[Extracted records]

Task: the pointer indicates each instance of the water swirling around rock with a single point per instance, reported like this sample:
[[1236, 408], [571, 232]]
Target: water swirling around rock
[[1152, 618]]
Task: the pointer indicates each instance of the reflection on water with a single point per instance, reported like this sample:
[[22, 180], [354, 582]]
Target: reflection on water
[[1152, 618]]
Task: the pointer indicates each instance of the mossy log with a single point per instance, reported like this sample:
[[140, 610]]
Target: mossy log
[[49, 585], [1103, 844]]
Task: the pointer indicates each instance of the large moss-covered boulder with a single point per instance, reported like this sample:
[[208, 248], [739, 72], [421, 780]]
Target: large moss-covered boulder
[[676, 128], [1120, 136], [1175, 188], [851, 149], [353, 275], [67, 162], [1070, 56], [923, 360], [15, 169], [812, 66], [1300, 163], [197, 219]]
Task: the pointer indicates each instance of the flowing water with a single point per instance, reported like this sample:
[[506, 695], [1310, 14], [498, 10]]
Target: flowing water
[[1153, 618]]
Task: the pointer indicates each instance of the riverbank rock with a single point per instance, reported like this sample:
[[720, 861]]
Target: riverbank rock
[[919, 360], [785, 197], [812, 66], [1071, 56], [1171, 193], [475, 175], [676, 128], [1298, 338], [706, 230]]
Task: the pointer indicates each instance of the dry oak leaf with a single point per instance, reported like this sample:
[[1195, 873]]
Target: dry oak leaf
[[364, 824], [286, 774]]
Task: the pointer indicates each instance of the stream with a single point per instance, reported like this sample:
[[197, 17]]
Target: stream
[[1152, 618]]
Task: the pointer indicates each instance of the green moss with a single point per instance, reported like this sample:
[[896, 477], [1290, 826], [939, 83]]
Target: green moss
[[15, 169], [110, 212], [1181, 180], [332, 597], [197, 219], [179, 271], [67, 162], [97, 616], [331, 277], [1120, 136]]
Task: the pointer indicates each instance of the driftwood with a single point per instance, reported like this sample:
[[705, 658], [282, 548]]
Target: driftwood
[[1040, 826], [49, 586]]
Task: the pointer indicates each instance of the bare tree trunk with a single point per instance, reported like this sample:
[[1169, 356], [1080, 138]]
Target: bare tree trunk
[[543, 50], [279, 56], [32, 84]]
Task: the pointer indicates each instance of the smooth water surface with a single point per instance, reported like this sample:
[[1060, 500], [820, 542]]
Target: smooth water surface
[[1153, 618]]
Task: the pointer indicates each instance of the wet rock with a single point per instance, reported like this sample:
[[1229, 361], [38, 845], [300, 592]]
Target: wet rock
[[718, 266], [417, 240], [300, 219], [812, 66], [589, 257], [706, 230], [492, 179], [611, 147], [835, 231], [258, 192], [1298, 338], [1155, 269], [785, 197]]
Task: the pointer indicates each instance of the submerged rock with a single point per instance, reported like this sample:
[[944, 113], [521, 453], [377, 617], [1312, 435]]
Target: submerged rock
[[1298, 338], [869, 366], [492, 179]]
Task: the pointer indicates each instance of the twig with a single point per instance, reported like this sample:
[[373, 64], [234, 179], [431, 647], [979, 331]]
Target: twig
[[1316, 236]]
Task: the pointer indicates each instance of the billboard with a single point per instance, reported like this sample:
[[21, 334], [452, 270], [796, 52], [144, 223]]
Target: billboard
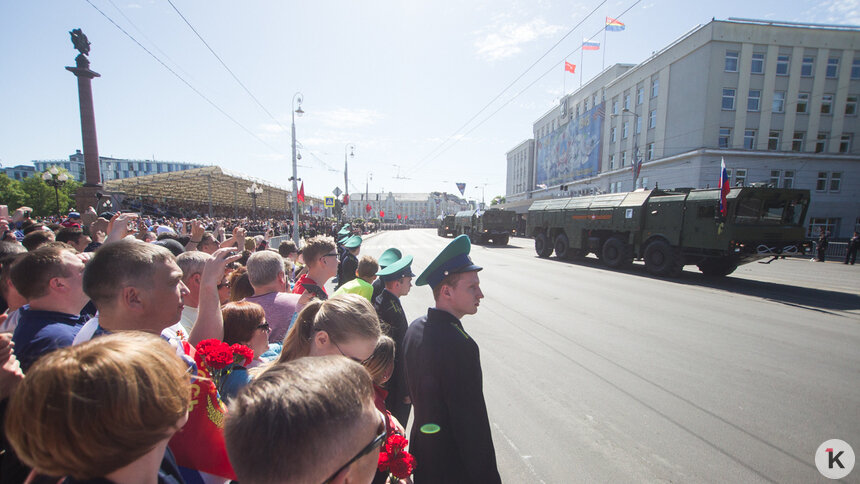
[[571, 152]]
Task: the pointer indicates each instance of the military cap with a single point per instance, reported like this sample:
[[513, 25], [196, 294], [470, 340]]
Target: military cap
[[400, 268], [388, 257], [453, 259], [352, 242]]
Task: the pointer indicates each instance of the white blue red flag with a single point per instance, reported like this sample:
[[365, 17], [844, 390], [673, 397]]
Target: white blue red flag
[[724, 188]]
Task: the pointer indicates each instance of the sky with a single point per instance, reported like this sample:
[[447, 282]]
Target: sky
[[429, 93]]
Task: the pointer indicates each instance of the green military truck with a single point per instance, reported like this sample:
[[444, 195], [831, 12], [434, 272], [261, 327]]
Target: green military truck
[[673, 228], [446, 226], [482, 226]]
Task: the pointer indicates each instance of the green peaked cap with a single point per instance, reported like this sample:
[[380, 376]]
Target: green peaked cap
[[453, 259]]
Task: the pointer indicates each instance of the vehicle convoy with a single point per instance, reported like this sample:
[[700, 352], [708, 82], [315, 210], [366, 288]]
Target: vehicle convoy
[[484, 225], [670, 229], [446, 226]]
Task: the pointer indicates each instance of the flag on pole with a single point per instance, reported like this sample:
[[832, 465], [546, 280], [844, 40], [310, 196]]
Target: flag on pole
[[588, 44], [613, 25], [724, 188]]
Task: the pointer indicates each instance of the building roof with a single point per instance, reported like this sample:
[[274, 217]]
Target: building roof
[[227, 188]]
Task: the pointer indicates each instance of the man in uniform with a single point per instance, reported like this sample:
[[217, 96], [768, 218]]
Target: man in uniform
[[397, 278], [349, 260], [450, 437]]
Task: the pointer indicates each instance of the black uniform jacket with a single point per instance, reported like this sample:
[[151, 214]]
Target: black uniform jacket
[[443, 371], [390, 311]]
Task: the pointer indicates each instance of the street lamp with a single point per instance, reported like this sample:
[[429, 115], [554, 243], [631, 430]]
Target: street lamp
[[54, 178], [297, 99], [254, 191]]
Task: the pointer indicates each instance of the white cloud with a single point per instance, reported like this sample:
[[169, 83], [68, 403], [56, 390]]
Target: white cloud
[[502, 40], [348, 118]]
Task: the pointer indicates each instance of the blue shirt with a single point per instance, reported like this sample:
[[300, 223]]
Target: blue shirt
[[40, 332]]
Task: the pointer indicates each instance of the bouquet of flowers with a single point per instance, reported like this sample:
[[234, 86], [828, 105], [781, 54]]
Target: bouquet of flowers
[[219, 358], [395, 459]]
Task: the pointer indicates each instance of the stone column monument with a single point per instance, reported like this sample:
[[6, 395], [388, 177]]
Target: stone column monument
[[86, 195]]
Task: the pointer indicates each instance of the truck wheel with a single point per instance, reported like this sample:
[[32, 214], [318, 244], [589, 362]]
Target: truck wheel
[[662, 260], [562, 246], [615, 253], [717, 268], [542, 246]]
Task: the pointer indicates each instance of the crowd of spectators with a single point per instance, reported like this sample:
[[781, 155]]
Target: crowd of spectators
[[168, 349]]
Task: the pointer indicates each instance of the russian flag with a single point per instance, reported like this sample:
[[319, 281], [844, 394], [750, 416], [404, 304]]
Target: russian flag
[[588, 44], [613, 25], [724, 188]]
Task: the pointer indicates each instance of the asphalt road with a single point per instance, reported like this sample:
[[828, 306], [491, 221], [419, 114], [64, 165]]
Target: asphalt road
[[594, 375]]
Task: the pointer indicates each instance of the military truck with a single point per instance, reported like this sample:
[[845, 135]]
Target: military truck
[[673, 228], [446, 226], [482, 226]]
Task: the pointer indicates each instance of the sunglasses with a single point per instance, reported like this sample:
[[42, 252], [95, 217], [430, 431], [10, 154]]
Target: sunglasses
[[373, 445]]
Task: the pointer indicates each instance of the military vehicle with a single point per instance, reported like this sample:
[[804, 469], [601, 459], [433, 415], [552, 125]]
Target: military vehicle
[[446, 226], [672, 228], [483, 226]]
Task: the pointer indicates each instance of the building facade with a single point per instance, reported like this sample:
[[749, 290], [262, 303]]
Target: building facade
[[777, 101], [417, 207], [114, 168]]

==

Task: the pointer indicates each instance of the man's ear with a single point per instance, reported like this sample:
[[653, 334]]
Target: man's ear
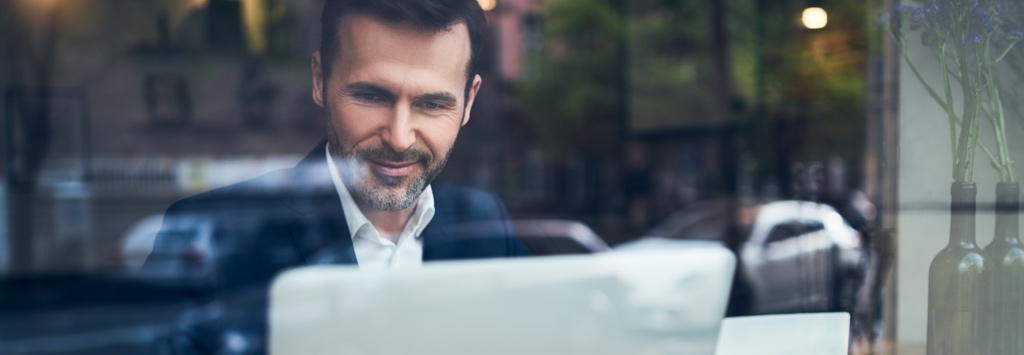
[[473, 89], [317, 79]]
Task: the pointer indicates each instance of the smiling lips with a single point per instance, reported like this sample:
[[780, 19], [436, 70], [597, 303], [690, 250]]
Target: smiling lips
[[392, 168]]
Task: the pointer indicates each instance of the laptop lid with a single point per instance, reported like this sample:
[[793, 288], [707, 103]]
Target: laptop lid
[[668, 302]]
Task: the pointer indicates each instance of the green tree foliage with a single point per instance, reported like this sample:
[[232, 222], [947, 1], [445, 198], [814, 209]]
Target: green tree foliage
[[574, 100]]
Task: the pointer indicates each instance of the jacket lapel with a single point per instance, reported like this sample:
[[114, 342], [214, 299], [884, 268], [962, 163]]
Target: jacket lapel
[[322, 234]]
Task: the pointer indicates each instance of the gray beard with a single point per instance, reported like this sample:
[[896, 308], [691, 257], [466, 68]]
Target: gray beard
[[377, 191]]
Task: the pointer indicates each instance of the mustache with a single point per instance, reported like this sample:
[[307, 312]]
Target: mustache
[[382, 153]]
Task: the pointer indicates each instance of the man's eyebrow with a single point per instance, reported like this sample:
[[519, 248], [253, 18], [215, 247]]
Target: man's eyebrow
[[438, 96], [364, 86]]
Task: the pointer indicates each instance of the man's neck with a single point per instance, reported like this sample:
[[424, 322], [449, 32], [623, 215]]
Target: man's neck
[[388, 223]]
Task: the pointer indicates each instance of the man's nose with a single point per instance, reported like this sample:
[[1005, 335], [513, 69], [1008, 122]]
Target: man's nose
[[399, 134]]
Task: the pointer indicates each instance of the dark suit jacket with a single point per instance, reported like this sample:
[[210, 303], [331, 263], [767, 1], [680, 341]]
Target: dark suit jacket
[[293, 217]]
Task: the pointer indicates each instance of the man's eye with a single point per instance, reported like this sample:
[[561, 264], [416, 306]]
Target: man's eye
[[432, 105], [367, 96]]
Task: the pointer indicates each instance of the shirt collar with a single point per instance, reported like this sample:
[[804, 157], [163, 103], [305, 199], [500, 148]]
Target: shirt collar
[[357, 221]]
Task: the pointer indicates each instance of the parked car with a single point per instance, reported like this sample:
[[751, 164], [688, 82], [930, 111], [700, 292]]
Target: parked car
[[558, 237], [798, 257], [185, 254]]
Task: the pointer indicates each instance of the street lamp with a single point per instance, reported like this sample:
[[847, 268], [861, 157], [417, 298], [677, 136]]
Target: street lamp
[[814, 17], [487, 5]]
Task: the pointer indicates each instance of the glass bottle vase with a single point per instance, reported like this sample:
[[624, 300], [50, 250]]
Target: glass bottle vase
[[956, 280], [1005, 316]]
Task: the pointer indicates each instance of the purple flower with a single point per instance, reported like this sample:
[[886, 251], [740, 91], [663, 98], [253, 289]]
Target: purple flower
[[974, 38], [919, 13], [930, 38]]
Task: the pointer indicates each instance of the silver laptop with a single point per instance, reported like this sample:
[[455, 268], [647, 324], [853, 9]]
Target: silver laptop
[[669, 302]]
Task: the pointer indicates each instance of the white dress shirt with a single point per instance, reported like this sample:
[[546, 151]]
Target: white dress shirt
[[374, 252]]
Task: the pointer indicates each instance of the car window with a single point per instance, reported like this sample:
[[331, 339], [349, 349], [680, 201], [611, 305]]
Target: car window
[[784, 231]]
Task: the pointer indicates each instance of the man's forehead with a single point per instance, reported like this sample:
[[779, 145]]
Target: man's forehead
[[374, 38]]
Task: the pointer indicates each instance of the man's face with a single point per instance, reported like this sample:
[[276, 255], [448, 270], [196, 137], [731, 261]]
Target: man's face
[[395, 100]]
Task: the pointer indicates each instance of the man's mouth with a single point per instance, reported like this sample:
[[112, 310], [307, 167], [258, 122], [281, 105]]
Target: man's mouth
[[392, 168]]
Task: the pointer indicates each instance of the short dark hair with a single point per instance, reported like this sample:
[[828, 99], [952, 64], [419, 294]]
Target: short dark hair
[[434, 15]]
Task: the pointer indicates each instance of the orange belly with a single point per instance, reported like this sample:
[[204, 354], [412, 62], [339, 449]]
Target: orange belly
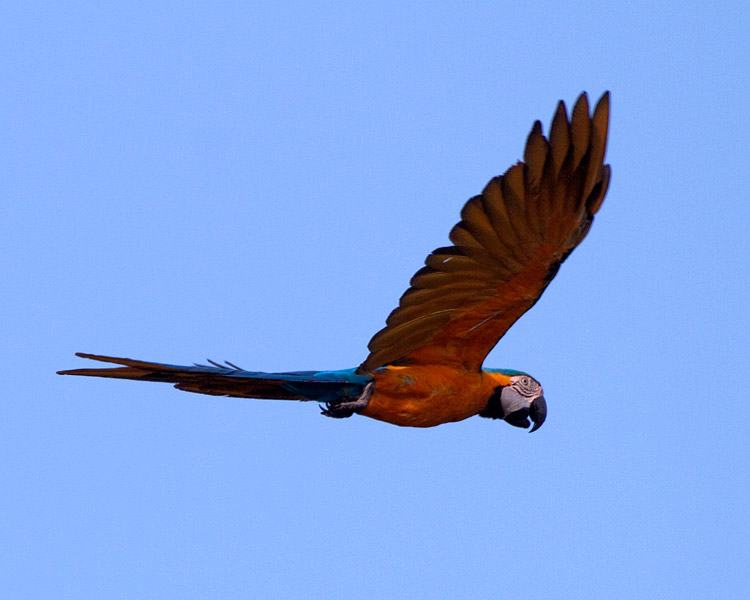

--

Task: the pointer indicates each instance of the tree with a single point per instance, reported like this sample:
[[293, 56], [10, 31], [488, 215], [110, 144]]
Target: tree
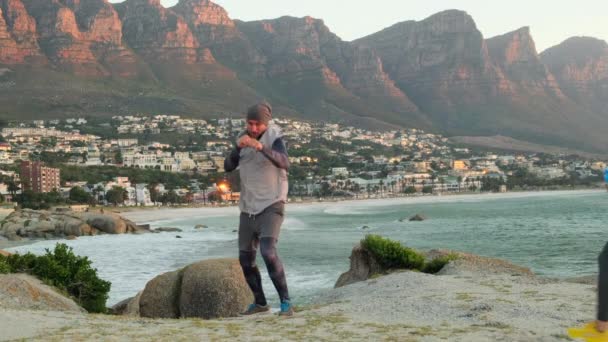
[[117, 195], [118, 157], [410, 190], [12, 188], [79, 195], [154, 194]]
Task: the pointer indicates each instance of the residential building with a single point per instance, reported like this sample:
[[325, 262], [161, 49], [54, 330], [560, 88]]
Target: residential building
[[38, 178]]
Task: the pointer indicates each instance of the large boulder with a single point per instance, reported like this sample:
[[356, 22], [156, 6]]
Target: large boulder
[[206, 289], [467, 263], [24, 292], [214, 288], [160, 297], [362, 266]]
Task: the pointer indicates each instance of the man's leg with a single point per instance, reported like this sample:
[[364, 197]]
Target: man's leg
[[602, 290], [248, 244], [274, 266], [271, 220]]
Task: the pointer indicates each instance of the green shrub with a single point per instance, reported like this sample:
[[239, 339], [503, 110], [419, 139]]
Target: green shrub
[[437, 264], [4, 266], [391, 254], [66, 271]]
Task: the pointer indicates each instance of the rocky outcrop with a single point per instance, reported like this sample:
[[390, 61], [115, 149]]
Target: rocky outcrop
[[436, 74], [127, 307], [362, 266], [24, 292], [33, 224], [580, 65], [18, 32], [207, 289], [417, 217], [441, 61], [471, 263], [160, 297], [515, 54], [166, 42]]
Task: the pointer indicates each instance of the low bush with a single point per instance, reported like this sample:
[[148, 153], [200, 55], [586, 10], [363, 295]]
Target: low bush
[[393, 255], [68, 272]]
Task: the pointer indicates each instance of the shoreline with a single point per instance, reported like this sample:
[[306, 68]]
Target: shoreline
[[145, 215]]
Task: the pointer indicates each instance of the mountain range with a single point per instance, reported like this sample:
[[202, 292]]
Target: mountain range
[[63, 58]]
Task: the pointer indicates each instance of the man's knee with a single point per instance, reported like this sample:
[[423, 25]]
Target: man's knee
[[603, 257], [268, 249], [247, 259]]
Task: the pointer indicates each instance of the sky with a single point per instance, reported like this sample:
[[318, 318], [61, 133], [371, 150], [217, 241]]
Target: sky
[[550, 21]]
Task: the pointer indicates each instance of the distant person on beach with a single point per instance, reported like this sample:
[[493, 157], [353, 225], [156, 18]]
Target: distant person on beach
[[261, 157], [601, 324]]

[Your goal] Return every line holding the word "orange" from the records.

[Answer area]
Task: the pointer indicates each instance of the orange belly with a single point per instance, reported like this sample:
Target: orange belly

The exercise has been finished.